### PROVIDED TEXT
•••
My friend, Joan Clarke, has died. On Tuesday June 1 2004, the first day of winter, on what turned out to be an Indian summer kind of day, my writer friend, Joan, aged 83, let her life go.

Now I struggle to write of her life and her passing and Joan would have understood profoundly about the struggle with both writing and with life. She was, still is, will always be a courageous human being, and in the written works she leaves behind, that characteristic is reflected and burns brightly.

Bikwil readers will have met Joan, via her two memorable contributions: Wagner’s Revolutionary Years (signed Joan Clarke), in the Wagner Fest issue No. 10, November 1998, and In Memory of Oscar (signed Joan Willmott-Clarke) in No. 20, July 2000. Both articles illustrate her fine writing skills, the first as researcher and social historian, the second as a memoirist and storyteller. Joan sent me a typescript of the latter; it’s a gem and a true story told with gentle whimsy and pathos. It is marked: “Dedicated to my grandson, Joel Clarke, for his 14th birthday on 30 January 2000”. It may have been one of Joan’s last pieces of writing.

During her long creative writing years Joan wrote and published several books. Two were in collaboration: Girl Fridays in Revolt (with Zoe O’Leary) (1969) and Gold (with G. Weller). Her works as sole author included Just Us: A History of the Association of Civilian Widows of Australia; Dr Max Herz: Surgeon Extraordinary (1976), her excellent biography of the man who operated on her as a child with polio; and The Doctor Who Dared: The Story of Henry Price, MD (Berlin); MB, BS (Brisbane), (1982). Their titles alone indicate the breadth and range of Joan’s interests, passions and vision.
•••
### ACTIVITY
Write out the passage of the tribute to Joan Clarke that opens with the words containing "Now I struggle" and closes with "and burns brightly.". The entries have nothing to do with this.
•••
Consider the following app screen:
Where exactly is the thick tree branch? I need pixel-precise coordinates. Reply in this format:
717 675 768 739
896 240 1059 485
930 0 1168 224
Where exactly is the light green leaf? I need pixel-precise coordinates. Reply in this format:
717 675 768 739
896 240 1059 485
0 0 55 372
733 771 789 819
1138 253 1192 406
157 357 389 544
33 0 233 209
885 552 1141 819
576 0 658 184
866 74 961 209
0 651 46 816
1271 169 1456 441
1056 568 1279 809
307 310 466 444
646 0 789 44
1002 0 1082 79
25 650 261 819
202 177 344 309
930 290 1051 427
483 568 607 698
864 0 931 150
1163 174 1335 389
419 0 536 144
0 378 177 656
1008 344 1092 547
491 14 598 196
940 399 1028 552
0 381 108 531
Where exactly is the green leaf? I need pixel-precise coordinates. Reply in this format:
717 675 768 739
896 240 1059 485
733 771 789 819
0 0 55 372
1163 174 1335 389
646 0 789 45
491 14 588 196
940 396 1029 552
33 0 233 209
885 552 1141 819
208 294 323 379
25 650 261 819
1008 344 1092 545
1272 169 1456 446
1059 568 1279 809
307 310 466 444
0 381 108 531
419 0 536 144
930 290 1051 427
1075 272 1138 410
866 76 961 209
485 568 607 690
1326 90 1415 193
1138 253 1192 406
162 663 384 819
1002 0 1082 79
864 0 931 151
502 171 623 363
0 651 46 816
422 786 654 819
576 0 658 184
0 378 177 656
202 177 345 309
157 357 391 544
•••
### OUTPUT BELOW
Now I struggle to write of her life and her passing and Joan would have understood profoundly about the struggle with both writing and with life. She was, still is, will always be a courageous human being, and in the written works she leaves behind, that characteristic is reflected and burns brightly.